WRITTEN TASKS:
1. Answer these questions using the text on the bridge design:
(a) What design load do FIU's specifications require?
(b) Whose technical proposal shows what was being proposed at tender stage?
(c) How tall is the concrete truss?
2. Retype the passage of the text on the bridge design between "In this case, however, there" and "time of collapse.", inclusive.

TEXT:
Perhaps in the US it is different, but I would have thought that the primary responsibility for the safety of highway users lies with the highway authority, and that in agreeing to "authorize utilization of aerial space above the state road", they would take a keen interest in the details of what was proposed. Presumably they have the power not to permit the work to go ahead if they have any concerns.

In this case, however, there should have been no great concern about running traffic below the bridge: it was, as we will see, designed to span the highway without additional support, and to be able to carry full live loading in the same configuration. The design load required in FIU's specifications is 90 psf (4 kPa), on a span 31-feet (9.4m) wide by 175-feet (53.3m) long; a total live load of roughly 200 tonnes. It was clearly carrying nowhere near this load at the time of collapse.

Much of the initial commentary has noted the obvious disparity between the bridge's temporary condition (a concrete truss spanning simply supported), and the final cable-stayed arrangement shown in design visualisations (and on the drawings):

The suggestion is made that the bridge could not be expected to stand up without the stays in place, which would of course also require the tower to be complete, and the back-span, and the back-span abutment. All of these can be seen on the general arrangement drawing shown above (and on what you will see below).

Tender-stage design
However, the bridge was not designed to rely on the stay system. There are quite a few documents relating to the project online at the FIU's project website. For details of what was being proposed at tender stage, refer to the technical proposal from MCM and Figg. The images and drawings that follow are taken directly from that document. It must be emphasised that the final construction design may have been different, although I have not seen anything in photographs of the bridge which differs from these early drawings.

The proposal is a sales-pitch, and much of it reads very badly with hindsight, but there is no blame or shame in that. The picture above summarises some of the salient features of the design. The 5.5m tall concrete truss is conceptualised as a giant "I-girder", with the canopy overhead forming the top flange, the floor forming the bottom flange, and the diagonal truss members the web. The centre-to-centre distance of the flanges is around 5m, which is ample for a pedestrian bridge of this span. Here's the cross-section drawing from the proposal document:

Selection of a truss is in line with FIU's expectations: their own project specification identifies it as the most likely solution.

Some records:
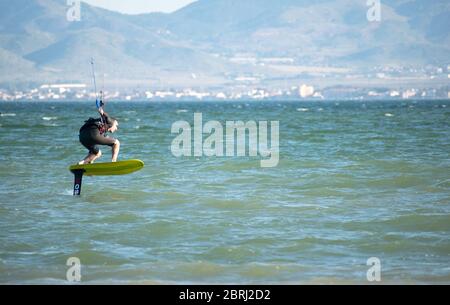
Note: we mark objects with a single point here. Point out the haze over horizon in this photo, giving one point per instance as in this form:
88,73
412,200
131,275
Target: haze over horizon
229,43
135,7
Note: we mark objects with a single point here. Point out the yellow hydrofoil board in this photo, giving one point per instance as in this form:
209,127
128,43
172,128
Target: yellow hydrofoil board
103,169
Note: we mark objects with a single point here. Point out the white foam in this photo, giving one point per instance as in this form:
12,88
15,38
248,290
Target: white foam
46,118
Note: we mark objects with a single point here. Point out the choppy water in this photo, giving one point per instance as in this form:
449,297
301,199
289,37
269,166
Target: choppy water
355,180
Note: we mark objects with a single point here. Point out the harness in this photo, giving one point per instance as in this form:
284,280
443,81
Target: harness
99,123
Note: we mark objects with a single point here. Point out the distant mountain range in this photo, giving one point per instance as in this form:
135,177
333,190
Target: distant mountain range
211,42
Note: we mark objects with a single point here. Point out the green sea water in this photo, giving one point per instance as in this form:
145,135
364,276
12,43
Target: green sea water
355,180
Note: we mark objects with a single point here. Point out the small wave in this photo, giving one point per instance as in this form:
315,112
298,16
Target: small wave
47,118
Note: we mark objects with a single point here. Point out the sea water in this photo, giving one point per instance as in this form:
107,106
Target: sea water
355,180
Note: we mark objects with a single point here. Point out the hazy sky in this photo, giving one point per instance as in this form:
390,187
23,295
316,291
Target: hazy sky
140,6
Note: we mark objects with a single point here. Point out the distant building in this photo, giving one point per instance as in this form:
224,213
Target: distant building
409,93
394,94
306,91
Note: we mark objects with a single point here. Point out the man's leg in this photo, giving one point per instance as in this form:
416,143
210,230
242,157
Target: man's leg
115,151
91,158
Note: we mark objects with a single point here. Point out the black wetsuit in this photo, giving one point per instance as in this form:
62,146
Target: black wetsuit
93,133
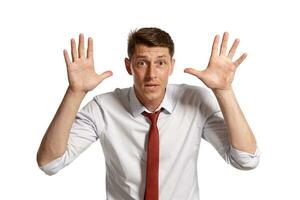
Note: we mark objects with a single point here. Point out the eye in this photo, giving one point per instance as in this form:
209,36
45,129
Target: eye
161,62
141,63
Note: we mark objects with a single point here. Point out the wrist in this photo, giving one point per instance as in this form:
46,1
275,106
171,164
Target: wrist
77,93
223,93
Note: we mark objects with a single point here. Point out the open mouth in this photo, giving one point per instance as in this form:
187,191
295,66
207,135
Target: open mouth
151,86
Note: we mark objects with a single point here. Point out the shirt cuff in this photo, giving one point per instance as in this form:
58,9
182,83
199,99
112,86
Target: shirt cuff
244,160
54,166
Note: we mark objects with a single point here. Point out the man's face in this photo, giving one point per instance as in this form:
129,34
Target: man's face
151,68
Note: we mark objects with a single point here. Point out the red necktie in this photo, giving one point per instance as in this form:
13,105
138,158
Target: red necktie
151,191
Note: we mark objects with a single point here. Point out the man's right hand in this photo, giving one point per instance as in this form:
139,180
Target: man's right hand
81,72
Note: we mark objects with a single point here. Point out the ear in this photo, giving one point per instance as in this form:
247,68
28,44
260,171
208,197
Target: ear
172,67
128,66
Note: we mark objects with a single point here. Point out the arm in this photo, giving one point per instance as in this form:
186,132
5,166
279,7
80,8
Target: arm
218,76
82,79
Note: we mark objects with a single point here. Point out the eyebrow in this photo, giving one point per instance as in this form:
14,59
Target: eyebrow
162,56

EXERCISE RESPONSES:
1.
(a) 90 psf (4 kPa)
(b) MCM and Figg
(c) 5.5m

2.
In this case, however, there should have been no great concern about running traffic below the bridge: it was, as we will see, designed to span the highway without additional support, and to be able to carry full live loading in the same configuration. The design load required in FIU's specifications is 90 psf (4 kPa), on a span 31-feet (9.4m) wide by 175-feet (53.3m) long; a total live load of roughly 200 tonnes. It was clearly carrying nowhere near this load at the time of collapse.